Exercise = The records below must be retyped exactly.

-*-*-

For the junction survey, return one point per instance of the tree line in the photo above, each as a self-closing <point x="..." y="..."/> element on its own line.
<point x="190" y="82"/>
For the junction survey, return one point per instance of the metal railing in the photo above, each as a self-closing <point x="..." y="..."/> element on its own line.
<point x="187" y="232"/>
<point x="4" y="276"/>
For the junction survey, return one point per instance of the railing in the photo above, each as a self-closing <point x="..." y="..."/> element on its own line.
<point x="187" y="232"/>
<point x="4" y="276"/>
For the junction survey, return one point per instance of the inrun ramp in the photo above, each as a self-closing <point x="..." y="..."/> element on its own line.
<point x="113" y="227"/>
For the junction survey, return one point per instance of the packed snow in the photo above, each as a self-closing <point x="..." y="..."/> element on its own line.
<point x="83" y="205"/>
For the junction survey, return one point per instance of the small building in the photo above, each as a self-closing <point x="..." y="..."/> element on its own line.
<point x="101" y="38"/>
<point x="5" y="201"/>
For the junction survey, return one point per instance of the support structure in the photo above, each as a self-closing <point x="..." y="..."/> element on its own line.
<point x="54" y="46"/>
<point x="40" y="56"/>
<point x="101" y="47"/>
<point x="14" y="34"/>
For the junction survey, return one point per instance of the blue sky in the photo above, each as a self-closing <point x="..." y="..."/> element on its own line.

-*-*-

Exercise response =
For the junction survey, return one point per instance of the tree line in the photo above, each as a self-closing <point x="..." y="..."/> element on its own line.
<point x="190" y="82"/>
For the junction survey, return one point per instance of the metal railing in the photo above, each as a self-closing <point x="..." y="..."/> element on its own line.
<point x="187" y="232"/>
<point x="4" y="276"/>
For the junction survey, return one point per instance of the railing in the photo above, each as a self-closing <point x="..." y="..."/> element on its own line.
<point x="187" y="232"/>
<point x="4" y="276"/>
For the junction survey, return one point per instance of the inrun ramp in the photo above, each as a self-closing <point x="..." y="..."/> element on its own line.
<point x="113" y="227"/>
For the junction survey, return one point per instance of the packed snow in the photo above, each as a self-closing <point x="..." y="..."/> element on its own line.
<point x="83" y="205"/>
For the junction survey, return one point per instance of the small building in the photo above, each as a self-closing <point x="..." y="..."/> element on its own line.
<point x="101" y="38"/>
<point x="5" y="201"/>
For the junction survey, return one point per instance of the support structure in the photo above, each as a self-closing <point x="..." y="..."/> element on its own line.
<point x="54" y="46"/>
<point x="40" y="56"/>
<point x="101" y="47"/>
<point x="14" y="34"/>
For the junction survey, return one point per instance of the blue sky in the photo above, each as a self-closing <point x="..." y="..."/> element on its own line.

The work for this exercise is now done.